> [Part of a data file]

-- START --

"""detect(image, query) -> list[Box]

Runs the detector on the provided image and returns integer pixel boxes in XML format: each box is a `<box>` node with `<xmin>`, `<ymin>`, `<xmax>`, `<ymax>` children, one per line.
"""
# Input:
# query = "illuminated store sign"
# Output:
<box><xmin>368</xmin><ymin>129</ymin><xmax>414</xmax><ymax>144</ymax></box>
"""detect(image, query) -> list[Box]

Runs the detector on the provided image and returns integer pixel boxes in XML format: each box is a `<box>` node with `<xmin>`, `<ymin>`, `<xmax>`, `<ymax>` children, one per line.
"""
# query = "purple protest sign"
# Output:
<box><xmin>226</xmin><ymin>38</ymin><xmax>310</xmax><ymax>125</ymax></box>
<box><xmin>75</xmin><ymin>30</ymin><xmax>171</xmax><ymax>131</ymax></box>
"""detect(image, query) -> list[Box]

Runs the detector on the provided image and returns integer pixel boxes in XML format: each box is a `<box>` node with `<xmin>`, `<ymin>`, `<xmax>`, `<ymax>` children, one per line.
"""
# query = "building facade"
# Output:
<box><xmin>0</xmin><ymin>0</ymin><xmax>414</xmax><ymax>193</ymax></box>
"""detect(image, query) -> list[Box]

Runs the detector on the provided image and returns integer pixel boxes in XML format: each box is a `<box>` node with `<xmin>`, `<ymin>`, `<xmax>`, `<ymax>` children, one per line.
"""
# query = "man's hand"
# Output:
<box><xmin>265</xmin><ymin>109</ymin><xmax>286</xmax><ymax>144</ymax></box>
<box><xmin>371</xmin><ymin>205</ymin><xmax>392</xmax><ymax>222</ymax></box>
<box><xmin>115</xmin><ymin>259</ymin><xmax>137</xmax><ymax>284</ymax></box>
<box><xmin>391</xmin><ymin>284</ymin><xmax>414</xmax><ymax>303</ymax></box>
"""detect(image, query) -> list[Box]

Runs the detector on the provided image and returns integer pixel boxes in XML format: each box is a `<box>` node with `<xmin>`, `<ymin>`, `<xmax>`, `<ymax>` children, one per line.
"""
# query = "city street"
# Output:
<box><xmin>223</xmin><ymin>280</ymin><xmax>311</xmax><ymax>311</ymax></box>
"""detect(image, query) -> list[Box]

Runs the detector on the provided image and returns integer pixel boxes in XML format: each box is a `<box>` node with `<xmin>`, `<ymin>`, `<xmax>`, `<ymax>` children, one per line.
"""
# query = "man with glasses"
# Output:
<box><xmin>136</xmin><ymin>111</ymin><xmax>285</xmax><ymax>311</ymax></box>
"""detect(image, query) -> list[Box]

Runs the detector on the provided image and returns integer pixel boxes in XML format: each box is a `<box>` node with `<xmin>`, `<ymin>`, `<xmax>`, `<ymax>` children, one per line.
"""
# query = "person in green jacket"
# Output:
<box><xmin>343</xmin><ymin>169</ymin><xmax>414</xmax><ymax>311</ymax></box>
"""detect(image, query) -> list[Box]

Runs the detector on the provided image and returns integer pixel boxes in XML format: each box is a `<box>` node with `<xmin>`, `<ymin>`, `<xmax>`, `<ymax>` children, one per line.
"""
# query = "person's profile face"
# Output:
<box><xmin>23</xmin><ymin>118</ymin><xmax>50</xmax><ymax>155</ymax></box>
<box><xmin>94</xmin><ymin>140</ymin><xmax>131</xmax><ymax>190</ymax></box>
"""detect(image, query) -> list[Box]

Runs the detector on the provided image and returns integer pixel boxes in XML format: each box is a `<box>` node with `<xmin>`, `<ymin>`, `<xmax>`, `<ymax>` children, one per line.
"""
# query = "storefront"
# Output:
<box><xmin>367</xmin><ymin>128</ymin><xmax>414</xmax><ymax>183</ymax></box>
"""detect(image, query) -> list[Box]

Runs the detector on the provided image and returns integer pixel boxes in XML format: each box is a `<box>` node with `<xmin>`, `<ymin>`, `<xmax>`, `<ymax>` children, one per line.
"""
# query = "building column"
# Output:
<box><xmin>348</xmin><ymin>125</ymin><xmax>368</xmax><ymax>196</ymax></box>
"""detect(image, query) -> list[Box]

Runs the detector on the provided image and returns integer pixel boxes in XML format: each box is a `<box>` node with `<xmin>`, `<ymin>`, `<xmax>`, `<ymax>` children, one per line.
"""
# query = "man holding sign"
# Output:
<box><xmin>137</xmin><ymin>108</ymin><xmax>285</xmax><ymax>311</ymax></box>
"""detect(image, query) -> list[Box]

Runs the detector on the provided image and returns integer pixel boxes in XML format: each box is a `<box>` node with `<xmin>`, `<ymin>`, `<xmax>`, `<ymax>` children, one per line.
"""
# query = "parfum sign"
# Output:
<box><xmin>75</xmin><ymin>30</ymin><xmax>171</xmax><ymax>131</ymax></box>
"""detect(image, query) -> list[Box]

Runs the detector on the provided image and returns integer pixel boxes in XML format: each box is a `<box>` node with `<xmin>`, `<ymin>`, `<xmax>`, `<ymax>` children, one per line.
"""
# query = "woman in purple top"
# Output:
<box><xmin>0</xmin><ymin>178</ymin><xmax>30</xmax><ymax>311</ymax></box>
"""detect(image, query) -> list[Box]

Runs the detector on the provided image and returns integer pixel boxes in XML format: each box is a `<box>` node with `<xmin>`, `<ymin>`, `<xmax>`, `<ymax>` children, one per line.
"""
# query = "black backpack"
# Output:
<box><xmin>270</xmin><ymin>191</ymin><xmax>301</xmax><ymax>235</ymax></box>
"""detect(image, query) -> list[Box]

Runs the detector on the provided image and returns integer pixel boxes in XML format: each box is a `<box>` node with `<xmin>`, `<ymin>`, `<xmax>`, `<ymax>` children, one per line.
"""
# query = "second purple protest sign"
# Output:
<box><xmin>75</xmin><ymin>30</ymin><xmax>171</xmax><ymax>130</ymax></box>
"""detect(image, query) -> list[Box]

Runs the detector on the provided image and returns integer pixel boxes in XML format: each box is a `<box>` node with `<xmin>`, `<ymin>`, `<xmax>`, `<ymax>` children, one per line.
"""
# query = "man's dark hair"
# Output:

-- END --

> [WRITTEN TASK]
Select every line in the records above that contains the word "purple" and copy each one out.

> [OUTPUT]
# query = "purple protest sign"
# query = "woman in purple top"
# query = "second purple protest sign"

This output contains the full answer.